> _Goal of the exercise_: Reproduce each of the items below verbatim, omitting the pictures from your reproduction.
====
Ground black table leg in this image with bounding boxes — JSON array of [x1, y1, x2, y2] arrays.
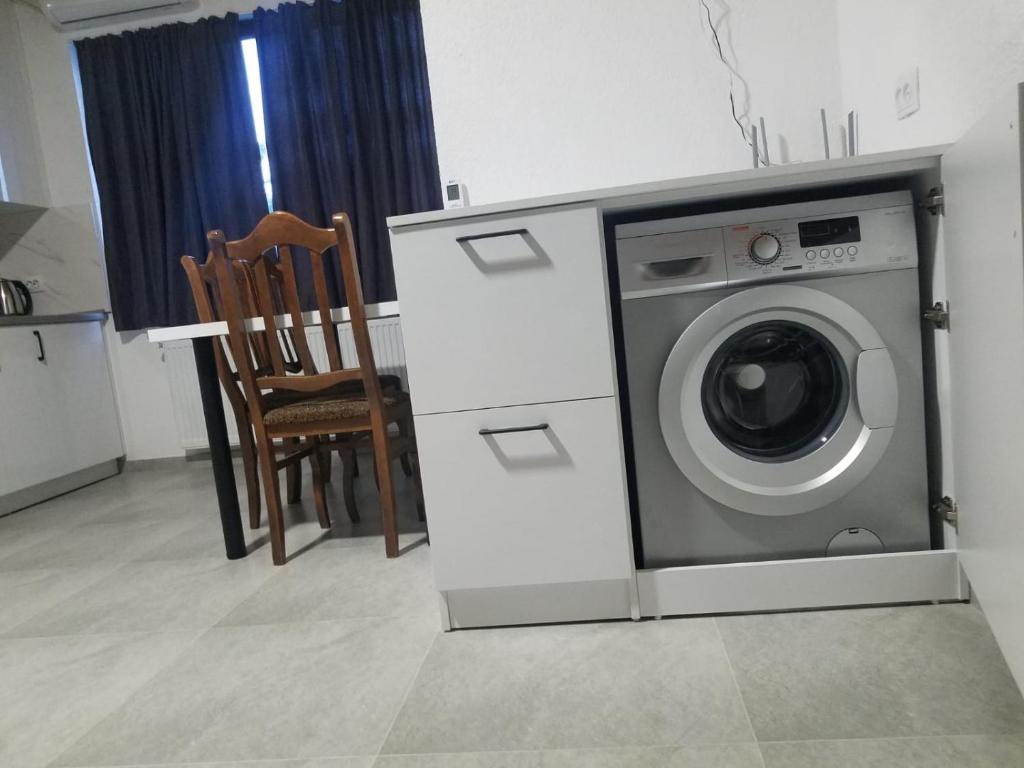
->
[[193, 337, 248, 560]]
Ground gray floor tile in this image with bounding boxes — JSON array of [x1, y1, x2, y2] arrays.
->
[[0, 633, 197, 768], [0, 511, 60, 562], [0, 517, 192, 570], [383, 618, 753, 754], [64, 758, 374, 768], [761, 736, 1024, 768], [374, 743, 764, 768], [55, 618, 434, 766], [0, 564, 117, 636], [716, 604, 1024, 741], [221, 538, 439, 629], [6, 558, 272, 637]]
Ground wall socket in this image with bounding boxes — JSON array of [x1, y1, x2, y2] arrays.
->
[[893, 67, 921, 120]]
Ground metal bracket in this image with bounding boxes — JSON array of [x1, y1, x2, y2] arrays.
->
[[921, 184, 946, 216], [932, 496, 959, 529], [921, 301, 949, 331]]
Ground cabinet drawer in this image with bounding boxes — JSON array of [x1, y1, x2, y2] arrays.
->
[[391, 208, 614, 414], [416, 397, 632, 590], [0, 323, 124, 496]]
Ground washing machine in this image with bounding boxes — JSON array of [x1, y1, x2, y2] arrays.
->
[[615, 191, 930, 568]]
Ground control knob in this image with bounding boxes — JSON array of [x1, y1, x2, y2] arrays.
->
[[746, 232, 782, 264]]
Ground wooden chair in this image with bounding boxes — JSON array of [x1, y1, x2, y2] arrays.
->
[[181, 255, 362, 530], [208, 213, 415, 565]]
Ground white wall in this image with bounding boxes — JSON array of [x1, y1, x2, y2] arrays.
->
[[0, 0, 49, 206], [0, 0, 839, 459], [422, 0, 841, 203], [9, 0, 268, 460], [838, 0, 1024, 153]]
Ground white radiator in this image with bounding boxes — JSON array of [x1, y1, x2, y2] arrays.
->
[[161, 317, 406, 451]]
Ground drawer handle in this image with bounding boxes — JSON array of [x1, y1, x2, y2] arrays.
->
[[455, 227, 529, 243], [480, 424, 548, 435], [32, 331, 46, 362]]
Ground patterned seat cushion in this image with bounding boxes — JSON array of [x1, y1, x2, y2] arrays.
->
====
> _Final answer_:
Ground black table leg in this image with bounding boxes — JSON array of [x1, y1, x2, y2] arrays.
->
[[193, 337, 248, 560]]
Ground gray floor tile in this image with bounding boxes — JSON array of [x1, y1, x2, y2] arrays.
->
[[0, 633, 197, 768], [0, 511, 60, 562], [0, 517, 192, 570], [383, 618, 753, 754], [64, 758, 374, 768], [761, 736, 1024, 768], [374, 743, 764, 768], [55, 618, 434, 766], [0, 564, 117, 636], [716, 604, 1024, 741], [221, 538, 439, 629], [6, 558, 272, 637]]
Ground wall socket in this image with bounding boxes — JSON array of [x1, y1, x2, y2] arrays.
->
[[893, 67, 921, 120]]
Ground metal bracket in this image with bounding boxes — JSON array of [x1, y1, x2, y2] arrays.
->
[[921, 184, 946, 216], [932, 496, 959, 529], [921, 301, 949, 331]]
Ground cabinet drawer in this image with bounding boxes — JSON array of [x1, y1, x2, y2] arrays.
->
[[391, 208, 614, 414], [416, 397, 632, 590], [0, 323, 124, 496]]
Ground washing machine in this image with bounding boxes — JSON array of [x1, y1, x2, y2] arrays.
->
[[615, 191, 930, 568]]
Ground control knob in this image with bounding boxes — JSON array of [x1, y1, x2, y2] arrays.
->
[[746, 232, 782, 264]]
Ground wooden chair in this image with bounding boxes — JSON array of [x1, y1, x2, y2] arrays.
->
[[181, 255, 362, 530], [208, 213, 415, 565]]
Ground white wall in this image with bounding boxes — JSON array of [x1, y1, x2, y2] arrays.
->
[[0, 0, 49, 206], [0, 0, 839, 459], [422, 0, 841, 203], [9, 0, 268, 460], [838, 0, 1024, 153]]
Ground white radiator in this image with bounding boxes — JSON array of [x1, y1, x2, y2] arrays.
->
[[161, 317, 406, 451]]
Ground drawer handle in this image with bounding boxes — JSON array of [x1, y1, x2, y2] arrays.
->
[[455, 227, 529, 243], [480, 424, 548, 435], [32, 331, 46, 362]]
Ground patterned seat cushion in this image with bounding boxes — JSON array of [x1, y1, x2, y2] arrays.
->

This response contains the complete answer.